*What is expected:*
Find each line of the material below that contains the string 'single' and copy those lines out. Case matters.

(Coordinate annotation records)
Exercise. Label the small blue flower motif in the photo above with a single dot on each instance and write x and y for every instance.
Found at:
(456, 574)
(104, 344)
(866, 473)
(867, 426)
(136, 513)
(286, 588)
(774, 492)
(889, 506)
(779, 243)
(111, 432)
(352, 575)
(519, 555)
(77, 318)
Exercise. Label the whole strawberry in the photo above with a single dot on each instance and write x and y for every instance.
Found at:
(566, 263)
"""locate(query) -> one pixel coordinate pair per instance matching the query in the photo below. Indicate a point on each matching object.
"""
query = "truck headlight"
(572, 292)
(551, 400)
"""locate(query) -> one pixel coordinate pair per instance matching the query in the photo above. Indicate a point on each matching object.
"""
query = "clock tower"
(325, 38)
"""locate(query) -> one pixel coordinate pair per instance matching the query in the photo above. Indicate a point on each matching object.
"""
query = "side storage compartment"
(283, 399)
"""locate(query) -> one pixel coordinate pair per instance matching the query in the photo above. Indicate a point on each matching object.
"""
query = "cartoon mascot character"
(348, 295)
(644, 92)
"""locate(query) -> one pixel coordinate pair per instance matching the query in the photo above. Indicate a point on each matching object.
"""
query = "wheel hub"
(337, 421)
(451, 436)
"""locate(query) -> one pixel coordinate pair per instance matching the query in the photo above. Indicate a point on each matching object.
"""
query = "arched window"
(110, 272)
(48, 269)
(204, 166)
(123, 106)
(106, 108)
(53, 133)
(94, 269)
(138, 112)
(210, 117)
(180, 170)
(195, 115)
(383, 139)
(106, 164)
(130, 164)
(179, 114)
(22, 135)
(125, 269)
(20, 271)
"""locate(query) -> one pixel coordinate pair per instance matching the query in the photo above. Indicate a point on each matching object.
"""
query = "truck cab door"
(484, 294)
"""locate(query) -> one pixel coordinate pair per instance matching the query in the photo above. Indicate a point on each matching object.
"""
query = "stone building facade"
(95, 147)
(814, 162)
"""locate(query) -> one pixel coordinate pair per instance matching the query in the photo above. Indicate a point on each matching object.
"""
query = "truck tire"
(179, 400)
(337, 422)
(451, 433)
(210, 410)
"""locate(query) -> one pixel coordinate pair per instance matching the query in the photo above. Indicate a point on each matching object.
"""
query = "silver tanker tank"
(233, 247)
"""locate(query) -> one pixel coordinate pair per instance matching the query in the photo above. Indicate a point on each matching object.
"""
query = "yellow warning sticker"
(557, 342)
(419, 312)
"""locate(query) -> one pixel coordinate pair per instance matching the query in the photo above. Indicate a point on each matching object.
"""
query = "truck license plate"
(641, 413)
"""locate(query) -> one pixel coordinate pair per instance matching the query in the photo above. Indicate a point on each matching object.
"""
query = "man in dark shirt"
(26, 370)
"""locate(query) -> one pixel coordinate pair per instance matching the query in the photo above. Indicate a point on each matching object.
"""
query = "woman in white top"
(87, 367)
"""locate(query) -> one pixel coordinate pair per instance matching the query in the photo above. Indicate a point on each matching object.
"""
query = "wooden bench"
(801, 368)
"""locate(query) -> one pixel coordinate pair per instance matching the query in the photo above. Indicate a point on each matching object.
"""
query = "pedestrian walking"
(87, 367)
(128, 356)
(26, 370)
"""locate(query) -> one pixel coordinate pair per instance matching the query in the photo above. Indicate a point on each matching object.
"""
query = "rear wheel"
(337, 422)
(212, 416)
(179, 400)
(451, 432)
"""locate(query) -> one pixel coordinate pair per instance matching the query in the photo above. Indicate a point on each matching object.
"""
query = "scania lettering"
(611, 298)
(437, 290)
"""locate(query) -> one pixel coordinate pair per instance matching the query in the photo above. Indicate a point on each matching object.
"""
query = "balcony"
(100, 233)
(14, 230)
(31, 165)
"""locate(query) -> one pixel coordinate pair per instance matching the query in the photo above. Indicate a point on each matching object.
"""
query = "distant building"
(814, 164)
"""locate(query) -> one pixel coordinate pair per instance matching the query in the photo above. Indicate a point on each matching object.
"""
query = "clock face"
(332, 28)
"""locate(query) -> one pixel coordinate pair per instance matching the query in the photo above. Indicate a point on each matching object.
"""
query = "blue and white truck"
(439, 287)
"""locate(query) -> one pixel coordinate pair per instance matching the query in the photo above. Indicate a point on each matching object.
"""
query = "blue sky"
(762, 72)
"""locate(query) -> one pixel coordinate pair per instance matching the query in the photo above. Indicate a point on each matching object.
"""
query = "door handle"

*Exercise answer:*
Exercise. Label the small blue flower motif in the photo above with a single dot on each instance and write x and y for every instance.
Exercise. Label the whole strawberry in the photo above with a single dot on each instance and write x and y for every instance.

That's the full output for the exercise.